(Task instructions) Retype, character for character, the lines from the one containing "For each instance of the dirt road, set" through the final line, and nothing else.

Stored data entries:
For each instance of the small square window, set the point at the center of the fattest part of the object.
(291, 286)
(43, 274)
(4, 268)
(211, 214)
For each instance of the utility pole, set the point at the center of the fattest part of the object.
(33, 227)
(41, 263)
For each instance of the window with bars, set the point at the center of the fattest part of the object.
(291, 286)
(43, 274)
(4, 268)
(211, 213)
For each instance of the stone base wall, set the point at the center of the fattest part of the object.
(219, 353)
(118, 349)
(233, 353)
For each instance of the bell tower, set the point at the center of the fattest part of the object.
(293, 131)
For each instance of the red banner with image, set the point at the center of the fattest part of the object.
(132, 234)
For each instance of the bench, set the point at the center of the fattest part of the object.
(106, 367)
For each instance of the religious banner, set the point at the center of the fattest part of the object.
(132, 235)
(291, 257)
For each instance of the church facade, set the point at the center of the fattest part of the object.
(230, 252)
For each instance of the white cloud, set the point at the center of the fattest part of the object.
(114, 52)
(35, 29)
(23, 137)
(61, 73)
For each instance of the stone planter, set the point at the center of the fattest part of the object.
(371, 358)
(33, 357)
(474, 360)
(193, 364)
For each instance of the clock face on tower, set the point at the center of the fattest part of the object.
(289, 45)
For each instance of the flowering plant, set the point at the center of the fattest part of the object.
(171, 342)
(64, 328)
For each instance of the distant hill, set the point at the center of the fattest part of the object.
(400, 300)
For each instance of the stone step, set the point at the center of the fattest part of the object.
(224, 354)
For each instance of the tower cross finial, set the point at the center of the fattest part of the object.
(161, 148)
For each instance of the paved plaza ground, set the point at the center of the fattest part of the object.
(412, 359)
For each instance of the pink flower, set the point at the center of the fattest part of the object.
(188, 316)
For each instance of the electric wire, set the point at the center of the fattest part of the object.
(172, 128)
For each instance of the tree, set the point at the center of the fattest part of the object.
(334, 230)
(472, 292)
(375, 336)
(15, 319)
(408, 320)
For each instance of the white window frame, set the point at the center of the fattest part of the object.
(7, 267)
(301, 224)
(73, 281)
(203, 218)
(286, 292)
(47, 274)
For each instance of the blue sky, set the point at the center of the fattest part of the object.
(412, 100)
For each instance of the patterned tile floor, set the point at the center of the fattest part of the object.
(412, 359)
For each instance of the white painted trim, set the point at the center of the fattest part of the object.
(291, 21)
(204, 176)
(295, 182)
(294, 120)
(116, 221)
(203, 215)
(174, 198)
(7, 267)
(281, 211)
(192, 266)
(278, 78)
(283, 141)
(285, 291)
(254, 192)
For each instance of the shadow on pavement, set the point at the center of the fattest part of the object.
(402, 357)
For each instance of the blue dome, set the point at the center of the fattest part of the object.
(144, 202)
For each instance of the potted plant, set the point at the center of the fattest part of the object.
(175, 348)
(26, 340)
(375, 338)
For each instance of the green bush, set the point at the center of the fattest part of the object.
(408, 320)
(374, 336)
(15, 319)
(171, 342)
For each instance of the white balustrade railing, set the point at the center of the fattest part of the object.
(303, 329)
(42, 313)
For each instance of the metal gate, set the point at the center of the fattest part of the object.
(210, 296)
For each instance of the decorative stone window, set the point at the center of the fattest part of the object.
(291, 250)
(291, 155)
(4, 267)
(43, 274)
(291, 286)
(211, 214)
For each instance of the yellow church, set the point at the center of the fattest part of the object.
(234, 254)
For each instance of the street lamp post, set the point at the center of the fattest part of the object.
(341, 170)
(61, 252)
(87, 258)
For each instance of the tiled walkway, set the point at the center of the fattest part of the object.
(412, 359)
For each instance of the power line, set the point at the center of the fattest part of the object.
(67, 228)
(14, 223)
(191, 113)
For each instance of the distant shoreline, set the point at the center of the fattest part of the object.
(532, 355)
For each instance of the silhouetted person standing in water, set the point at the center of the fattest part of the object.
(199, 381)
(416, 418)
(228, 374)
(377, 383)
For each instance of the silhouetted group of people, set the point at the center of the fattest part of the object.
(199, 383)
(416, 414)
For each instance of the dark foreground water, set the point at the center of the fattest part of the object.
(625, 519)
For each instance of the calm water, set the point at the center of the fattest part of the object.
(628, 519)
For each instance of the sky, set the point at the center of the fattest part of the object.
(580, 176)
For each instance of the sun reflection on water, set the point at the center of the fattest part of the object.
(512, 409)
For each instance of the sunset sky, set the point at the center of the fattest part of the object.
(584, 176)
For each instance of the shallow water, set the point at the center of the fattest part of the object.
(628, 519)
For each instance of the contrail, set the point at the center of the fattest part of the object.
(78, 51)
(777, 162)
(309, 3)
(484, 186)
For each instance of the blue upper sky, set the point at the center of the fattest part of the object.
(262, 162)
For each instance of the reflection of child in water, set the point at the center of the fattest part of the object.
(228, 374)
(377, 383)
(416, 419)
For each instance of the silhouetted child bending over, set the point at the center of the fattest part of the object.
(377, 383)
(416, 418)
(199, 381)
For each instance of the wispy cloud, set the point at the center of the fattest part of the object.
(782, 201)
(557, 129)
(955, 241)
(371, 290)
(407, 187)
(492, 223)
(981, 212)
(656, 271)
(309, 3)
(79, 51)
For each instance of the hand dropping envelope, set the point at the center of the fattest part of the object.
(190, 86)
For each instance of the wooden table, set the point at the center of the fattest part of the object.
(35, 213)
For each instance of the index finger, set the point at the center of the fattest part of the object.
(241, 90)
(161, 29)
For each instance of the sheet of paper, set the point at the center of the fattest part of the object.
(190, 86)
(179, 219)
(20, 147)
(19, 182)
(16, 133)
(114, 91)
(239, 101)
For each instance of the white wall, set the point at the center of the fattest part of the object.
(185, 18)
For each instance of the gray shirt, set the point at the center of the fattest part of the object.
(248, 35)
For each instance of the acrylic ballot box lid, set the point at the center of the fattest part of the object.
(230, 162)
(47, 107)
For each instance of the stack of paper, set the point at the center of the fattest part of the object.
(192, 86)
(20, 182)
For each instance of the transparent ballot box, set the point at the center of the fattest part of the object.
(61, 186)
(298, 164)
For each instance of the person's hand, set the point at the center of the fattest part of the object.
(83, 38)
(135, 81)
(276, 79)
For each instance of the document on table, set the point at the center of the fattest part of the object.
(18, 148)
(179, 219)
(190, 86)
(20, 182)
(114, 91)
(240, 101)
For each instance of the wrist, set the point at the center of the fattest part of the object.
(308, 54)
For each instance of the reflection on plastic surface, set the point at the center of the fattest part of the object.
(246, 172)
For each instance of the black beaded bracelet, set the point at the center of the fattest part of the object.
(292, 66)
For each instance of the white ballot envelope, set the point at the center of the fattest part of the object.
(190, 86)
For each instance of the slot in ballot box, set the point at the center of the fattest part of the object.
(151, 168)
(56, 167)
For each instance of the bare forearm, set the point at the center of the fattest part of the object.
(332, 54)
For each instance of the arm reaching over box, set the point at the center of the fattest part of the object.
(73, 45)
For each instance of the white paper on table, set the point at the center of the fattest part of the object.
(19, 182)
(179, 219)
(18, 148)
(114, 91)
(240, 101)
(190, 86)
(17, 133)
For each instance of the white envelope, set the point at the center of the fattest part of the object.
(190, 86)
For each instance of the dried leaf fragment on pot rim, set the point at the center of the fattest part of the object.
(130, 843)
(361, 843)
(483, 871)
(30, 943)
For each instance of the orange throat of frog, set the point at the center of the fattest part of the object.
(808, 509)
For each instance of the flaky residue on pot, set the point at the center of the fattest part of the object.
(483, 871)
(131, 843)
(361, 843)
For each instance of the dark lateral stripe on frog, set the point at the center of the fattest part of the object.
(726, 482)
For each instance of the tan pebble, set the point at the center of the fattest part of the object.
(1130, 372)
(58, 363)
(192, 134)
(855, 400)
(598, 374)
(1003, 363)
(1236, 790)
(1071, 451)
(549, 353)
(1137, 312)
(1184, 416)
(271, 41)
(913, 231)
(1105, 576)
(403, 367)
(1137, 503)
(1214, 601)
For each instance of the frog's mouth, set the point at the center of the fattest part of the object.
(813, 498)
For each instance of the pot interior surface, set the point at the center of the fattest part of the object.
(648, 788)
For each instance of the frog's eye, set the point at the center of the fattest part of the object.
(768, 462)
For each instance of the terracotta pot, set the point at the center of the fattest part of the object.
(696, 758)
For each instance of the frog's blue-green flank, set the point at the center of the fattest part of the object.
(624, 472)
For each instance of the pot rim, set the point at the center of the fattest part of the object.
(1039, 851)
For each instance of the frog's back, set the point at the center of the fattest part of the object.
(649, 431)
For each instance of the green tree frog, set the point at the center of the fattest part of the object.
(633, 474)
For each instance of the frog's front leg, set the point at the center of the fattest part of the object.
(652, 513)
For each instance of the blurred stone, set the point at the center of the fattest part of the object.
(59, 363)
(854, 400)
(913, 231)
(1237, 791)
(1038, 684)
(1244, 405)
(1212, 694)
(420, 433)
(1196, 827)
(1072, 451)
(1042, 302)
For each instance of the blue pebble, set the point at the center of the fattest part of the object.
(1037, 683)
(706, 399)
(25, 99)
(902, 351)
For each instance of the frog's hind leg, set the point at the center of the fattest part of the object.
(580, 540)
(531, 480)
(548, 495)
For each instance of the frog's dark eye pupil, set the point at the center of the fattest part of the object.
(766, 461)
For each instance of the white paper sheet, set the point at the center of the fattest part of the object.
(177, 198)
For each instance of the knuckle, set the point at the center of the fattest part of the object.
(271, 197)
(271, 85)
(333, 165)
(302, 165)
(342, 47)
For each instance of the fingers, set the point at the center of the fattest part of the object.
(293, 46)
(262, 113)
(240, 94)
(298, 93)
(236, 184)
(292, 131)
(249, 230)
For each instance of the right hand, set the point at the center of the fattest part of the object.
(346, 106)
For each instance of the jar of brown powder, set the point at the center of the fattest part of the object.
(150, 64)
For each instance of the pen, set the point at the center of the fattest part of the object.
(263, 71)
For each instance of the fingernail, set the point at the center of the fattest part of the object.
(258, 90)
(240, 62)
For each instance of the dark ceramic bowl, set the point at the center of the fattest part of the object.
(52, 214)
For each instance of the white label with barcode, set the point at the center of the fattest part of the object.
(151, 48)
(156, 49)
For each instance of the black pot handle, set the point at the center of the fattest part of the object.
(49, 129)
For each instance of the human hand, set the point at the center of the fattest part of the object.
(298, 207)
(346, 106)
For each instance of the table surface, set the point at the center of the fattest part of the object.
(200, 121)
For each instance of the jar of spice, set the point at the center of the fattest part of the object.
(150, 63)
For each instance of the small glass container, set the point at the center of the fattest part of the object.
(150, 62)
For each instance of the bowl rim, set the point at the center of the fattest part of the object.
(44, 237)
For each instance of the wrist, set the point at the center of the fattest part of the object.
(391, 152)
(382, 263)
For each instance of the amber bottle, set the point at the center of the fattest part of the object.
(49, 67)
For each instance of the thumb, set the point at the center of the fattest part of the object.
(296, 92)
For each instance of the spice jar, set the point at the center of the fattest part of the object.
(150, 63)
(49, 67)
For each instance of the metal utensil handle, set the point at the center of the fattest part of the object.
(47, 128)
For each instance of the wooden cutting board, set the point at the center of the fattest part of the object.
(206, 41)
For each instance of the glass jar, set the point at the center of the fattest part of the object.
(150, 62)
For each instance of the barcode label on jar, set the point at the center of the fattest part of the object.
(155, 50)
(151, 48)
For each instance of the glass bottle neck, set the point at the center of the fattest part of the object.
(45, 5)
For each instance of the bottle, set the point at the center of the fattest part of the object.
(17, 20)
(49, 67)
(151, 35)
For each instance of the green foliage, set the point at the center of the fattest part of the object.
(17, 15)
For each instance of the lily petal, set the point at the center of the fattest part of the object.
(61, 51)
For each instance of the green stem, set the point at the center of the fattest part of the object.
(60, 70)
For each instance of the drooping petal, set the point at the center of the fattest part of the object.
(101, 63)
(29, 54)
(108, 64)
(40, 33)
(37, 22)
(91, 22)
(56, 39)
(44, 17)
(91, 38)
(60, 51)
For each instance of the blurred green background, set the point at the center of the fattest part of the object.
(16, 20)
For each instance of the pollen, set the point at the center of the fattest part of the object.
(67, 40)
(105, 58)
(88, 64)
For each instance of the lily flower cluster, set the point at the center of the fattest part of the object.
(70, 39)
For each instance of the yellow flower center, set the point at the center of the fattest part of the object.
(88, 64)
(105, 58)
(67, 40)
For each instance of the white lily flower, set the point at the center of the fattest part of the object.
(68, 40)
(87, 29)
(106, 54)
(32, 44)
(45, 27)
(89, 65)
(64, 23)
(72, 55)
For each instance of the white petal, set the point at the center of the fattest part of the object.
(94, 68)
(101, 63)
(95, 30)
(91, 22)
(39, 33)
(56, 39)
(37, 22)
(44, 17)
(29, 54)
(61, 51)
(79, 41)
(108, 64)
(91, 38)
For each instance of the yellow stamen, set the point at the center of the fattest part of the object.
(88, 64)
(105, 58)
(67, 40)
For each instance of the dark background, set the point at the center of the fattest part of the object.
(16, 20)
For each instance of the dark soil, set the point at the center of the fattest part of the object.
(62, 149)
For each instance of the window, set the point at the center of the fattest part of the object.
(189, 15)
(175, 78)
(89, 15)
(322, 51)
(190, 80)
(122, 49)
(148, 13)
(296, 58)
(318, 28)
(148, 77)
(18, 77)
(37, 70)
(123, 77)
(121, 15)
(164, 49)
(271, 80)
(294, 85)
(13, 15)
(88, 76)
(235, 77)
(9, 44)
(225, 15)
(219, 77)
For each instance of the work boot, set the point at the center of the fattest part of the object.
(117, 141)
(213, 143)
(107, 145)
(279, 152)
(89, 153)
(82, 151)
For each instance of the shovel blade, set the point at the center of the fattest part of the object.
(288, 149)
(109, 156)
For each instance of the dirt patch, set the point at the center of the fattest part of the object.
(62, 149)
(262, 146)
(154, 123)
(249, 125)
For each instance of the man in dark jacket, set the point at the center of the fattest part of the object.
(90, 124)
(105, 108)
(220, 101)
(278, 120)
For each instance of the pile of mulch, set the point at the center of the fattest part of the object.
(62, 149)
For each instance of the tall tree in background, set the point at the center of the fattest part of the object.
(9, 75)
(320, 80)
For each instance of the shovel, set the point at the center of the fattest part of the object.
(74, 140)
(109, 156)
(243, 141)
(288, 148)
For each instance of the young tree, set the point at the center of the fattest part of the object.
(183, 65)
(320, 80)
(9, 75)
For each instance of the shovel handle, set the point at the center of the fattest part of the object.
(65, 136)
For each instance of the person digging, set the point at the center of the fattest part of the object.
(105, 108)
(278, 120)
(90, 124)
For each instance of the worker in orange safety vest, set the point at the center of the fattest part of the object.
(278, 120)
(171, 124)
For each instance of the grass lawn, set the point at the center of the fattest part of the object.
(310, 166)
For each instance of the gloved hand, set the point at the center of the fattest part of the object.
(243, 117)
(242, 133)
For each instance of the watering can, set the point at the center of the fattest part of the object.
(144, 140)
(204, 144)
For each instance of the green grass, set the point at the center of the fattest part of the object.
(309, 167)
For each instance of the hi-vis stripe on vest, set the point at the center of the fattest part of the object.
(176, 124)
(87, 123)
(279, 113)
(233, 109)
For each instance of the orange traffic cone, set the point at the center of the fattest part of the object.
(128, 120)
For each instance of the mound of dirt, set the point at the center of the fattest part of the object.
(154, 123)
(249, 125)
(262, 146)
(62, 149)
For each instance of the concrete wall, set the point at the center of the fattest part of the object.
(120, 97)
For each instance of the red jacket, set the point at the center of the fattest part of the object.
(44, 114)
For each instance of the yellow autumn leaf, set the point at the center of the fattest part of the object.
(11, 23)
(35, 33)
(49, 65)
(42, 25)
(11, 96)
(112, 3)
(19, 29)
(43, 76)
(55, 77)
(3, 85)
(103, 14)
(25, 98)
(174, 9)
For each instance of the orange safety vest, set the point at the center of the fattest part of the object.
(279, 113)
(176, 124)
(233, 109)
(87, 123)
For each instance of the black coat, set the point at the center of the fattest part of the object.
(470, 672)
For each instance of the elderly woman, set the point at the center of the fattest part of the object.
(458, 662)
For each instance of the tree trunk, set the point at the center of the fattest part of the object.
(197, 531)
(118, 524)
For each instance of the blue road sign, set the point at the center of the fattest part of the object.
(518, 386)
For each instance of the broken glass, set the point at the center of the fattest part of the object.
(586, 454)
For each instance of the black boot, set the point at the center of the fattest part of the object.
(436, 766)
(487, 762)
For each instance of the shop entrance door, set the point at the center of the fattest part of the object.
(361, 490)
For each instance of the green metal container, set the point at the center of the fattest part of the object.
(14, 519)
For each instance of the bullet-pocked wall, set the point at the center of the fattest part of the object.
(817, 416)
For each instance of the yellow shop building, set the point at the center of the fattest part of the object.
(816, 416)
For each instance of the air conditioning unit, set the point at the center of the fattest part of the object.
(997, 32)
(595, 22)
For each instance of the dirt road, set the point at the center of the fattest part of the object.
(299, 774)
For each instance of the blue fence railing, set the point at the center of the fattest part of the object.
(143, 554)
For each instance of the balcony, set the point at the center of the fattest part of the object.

(Task response)
For each instance of the dirt road, set the point at the center of the fattest part of the object.
(299, 774)
For each instance of the blue fence railing, set the point at the center of the fattest part of the object.
(143, 554)
For each instance of the balcony, set the point at the center of the fattest part of the object.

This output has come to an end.